_PAGE TEXT_:
++++

Even a mess can be good.
Before I tell my story, I would like to say two things. One, the woman who started this site is one of the most amazing people I have ever met, light shines wherever she goes and to have her be so candid about her experience is amazing. Love you!
Secondly, before you read the below, I just wanted to let you know, I swear. I love to swear, I promise I tried to minimize it, so if swearing offends you, please stop reading.
Also, this may be a mess, I’ve never blogged before, but a me mess so its’ all fucken good!
I’ve never really been prone to anxiety. I always thought, I got the physical end of that stick and well, the mental side, thank you, was not really my issue. See, I was diagnosed with type 1 diabetes when I was 14 and fuck was that a trip. Not only was I going through my teenage years, I also got sick with a life altering illness. To add on to that, my parents decided it was an appropriate time for them to tell me that my father was cheating on my mother with her best friend and they were getting a divorce. While I’m in the PICU dealing with my health, they decided to have a screaming match. Now how fun does that sound? All of this shit happened within the span of a month. Don’t need to go into all the details, it wasn’t pretty. I saw a therapist, which helped me to deal with it, but I can tell you, if I was anything at all, it was fucken pissed off. I held that anger with me for years. I would do things on purpose to get my way. Not a good look. I was a hot cannon, that could and would go off at any moment and was so used to being able to, it didn’t matter to me, what I said, how I said it or who I said it to. Boy am I fucken happy I got over that shit. If you’re wondering how, that’s for another time but it did include lots of reading, mediation, yoga, journaling, breath work, speaking my truth, music (honestly music is life), creativity, having amazing people in my corner and basically just wanting to be better and more in line with who I truly am. Honestly, it’s all still a process and it always will be, I want to continue growing to be the best version of myself. Somedays that will be a day full of crying and other days like yesterday will be a brief moment, where I feel an old piece of me slipping away and all I can do is smile. I will take the good, the bad and the ugly mess any day if it means, I’m growing and becoming more me.
Sorry, I digressed, back to anxiety, my first and to my knowledge only experience happened recently. Before New York City was put on pause, I decided on a Sunday, I would go to SOHO to pick up some skin care products. In a lot of the articles I had been reading, they kept mentioning that the coronavirus could be worse for people with diabetes and that they should be careful. Me being me, I still decided to go, a little freaked out but fuck it, I can handle this, even if I can’t see it. I get to the train station, I swipe my card and shit, I just missed the train. Ok so anyone who lives or has lived in NYC, knows that the trains on the weekend can be a pain in the ass. As I wait, I can feel myself starting to freak out, I pace, my chest tightens, I’m thinking oh shit what if I have the coronavirus?! I’m looking at all the people around me, why aren’t they freaking out?!! I’m scared that if I get it, it will not only make me sick, but it will fuck with my diabetes and I’m a pretty well controlled diabetic. Can’t have that shit happen! I walk up the stairs and say to myself if the train does not come in the next 2 mins, I’m leaving. I keep pacing and now, I’m starting to shvitz. At this point I say fuck it, I have to leave, these face oils aren’t worth this. I get outside, I’m calmer, still shvitzing and still feeling the pain and tightness in my chest. The cold air feels good on my skin. I walk to my apartment. I get home, I calm down, I sit, I breath.
My breath calms me (side note, breath work is amazing!). I vow to myself, as I have done since I was 14, to always listen to my body and to not let my ego decide. In that moment of anxiety, I had forgotten. My body knows, your body knows. Listen!

++++

_SUPPLIED DATA_:

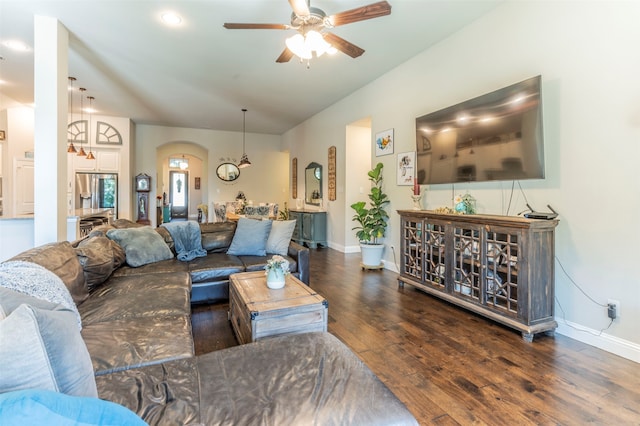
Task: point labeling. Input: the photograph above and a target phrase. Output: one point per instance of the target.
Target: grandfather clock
(143, 186)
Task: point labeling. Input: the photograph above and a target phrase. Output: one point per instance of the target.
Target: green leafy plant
(372, 221)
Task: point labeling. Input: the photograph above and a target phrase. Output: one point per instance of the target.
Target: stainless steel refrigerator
(97, 191)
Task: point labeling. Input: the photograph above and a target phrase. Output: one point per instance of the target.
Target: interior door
(24, 187)
(179, 194)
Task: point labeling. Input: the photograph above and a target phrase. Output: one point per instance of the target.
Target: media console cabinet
(501, 267)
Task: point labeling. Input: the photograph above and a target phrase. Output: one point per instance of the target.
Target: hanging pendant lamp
(90, 155)
(81, 152)
(244, 161)
(71, 149)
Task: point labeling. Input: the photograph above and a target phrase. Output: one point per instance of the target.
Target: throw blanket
(186, 236)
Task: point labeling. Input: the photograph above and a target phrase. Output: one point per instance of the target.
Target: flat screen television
(496, 136)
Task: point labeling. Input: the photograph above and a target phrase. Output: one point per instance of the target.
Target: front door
(179, 194)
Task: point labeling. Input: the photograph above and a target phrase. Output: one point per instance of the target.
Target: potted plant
(372, 221)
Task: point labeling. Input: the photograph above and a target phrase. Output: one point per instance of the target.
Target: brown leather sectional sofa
(136, 326)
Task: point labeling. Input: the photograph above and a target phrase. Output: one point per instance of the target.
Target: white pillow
(280, 236)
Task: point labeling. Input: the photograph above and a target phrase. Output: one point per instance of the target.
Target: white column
(51, 41)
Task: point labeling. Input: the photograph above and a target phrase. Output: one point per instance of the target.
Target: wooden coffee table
(256, 311)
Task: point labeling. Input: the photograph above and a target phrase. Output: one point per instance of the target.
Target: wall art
(384, 143)
(406, 166)
(332, 173)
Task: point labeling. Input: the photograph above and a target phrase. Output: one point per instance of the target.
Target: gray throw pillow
(280, 236)
(96, 257)
(37, 281)
(46, 352)
(141, 245)
(250, 238)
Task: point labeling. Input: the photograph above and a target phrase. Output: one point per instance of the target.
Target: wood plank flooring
(450, 366)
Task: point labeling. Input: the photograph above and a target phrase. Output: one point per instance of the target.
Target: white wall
(591, 99)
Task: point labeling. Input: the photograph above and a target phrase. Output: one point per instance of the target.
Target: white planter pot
(371, 254)
(275, 278)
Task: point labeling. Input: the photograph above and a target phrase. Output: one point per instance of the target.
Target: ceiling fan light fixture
(309, 45)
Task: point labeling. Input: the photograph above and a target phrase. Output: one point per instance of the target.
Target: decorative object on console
(332, 173)
(277, 267)
(465, 204)
(244, 160)
(406, 168)
(384, 143)
(372, 221)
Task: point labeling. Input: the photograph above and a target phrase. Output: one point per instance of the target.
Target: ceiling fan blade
(234, 26)
(374, 10)
(343, 45)
(300, 7)
(285, 56)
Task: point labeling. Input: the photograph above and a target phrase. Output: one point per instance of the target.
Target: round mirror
(228, 172)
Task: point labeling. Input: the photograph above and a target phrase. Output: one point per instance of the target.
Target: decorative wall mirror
(228, 172)
(313, 184)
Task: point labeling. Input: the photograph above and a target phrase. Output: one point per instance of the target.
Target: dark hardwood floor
(450, 366)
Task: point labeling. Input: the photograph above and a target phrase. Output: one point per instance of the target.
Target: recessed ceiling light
(171, 18)
(16, 45)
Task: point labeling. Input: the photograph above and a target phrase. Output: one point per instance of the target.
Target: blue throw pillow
(141, 245)
(38, 407)
(250, 238)
(42, 349)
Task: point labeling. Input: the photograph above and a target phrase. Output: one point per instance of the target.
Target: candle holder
(416, 202)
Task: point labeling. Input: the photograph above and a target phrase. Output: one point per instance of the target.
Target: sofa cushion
(37, 281)
(60, 258)
(302, 379)
(141, 245)
(217, 237)
(280, 236)
(162, 394)
(128, 297)
(57, 356)
(128, 343)
(161, 267)
(250, 237)
(40, 407)
(96, 258)
(214, 267)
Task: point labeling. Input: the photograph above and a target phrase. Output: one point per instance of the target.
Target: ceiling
(200, 75)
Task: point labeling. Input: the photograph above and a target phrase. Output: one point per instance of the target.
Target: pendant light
(90, 155)
(71, 149)
(82, 153)
(244, 161)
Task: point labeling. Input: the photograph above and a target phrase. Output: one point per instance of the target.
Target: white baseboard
(606, 342)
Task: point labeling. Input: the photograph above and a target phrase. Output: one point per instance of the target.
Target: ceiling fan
(311, 24)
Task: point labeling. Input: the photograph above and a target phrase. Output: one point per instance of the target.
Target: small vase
(275, 278)
(416, 202)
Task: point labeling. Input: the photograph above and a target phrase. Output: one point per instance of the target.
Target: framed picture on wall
(406, 168)
(384, 143)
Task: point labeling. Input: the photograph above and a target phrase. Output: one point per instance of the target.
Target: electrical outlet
(613, 311)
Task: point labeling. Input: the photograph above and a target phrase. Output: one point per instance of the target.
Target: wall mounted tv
(496, 136)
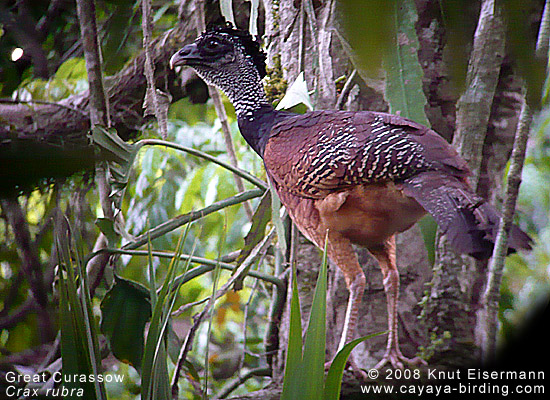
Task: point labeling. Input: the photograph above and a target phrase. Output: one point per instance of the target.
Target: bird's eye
(212, 44)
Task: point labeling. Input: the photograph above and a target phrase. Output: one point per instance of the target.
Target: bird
(349, 177)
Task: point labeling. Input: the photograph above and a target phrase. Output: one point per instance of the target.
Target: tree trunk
(289, 36)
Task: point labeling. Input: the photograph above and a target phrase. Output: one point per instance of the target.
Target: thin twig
(222, 115)
(345, 90)
(243, 174)
(99, 115)
(149, 67)
(491, 295)
(183, 219)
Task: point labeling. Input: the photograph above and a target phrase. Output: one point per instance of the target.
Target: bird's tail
(469, 222)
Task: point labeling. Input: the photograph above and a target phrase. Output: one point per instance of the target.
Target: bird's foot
(398, 360)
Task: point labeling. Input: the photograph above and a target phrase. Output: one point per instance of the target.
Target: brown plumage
(360, 176)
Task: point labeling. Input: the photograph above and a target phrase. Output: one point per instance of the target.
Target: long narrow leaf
(79, 347)
(315, 340)
(217, 271)
(403, 71)
(294, 348)
(155, 380)
(333, 381)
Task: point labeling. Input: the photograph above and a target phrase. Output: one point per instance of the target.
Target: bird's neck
(247, 96)
(256, 127)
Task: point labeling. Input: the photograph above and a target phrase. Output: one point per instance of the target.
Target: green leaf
(403, 71)
(226, 9)
(315, 340)
(155, 382)
(291, 379)
(79, 344)
(277, 220)
(112, 146)
(333, 381)
(367, 24)
(125, 310)
(260, 219)
(72, 69)
(304, 375)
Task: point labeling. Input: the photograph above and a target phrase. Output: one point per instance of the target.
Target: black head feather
(244, 38)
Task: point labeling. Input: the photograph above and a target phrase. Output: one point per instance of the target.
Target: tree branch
(491, 295)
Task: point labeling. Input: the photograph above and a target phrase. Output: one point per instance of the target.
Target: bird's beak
(186, 56)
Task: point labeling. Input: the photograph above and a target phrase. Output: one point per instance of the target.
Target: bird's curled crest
(251, 46)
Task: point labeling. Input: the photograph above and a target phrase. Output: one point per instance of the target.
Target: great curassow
(360, 176)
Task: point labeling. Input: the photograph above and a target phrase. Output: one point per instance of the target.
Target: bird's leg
(341, 252)
(387, 260)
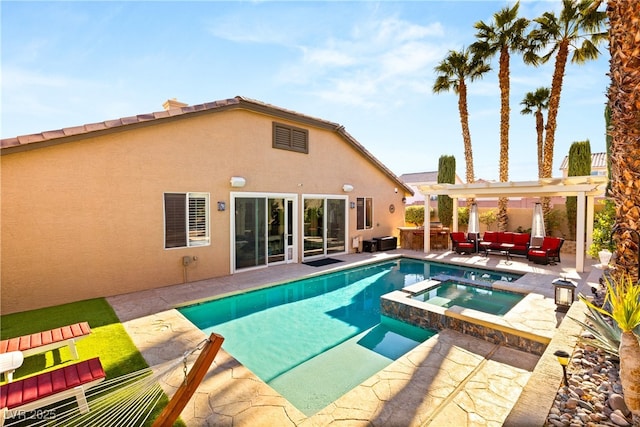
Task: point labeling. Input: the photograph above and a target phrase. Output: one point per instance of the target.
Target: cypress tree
(446, 175)
(579, 165)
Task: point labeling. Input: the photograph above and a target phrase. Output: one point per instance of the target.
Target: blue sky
(365, 65)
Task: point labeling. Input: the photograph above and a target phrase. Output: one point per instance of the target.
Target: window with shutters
(186, 220)
(364, 214)
(290, 138)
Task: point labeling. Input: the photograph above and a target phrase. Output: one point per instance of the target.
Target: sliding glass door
(263, 230)
(324, 226)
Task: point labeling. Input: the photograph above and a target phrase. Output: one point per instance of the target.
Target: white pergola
(585, 188)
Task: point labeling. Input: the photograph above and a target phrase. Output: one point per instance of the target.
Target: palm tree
(579, 29)
(534, 103)
(504, 35)
(453, 72)
(624, 103)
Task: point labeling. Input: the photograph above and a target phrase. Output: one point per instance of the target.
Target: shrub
(414, 215)
(488, 218)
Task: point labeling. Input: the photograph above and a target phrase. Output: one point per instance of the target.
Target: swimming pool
(487, 300)
(313, 340)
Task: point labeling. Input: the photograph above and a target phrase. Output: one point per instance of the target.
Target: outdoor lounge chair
(35, 392)
(461, 244)
(548, 253)
(47, 340)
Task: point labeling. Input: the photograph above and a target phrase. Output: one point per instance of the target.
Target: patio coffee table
(507, 251)
(485, 247)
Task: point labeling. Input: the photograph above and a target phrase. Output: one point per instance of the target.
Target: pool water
(487, 300)
(313, 340)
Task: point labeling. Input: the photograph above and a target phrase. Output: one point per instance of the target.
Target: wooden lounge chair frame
(44, 341)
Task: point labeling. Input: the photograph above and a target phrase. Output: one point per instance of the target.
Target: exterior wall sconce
(237, 181)
(564, 291)
(563, 359)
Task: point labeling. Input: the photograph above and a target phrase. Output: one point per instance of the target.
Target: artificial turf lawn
(108, 340)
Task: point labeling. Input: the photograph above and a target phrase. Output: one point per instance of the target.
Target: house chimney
(172, 103)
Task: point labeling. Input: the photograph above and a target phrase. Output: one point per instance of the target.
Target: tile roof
(419, 177)
(19, 143)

++++

_EXERCISE SET_:
1. According to the blog post, at what age was the author diagnosed with type 1 diabetes?
2. Rewrite the blog post's passage starting at "Before I tell" and ending at "all fucken good!", with "minimize" replaced by "limit".

_ANSWERS FOR THE EXERCISE_:
1. 14

2.
Before I tell my story, I would like to say two things. One, the woman who started this site is one of the most amazing people I have ever met, light shines wherever she goes and to have her be so candid about her experience is amazing. Love you!
Secondly, before you read the below, I just wanted to let you know, I swear. I love to swear, I promise I tried to limit it, so if swearing offends you, please stop reading.
Also, this may be a mess, I’ve never blogged before, but a me mess so its’ all fucken good!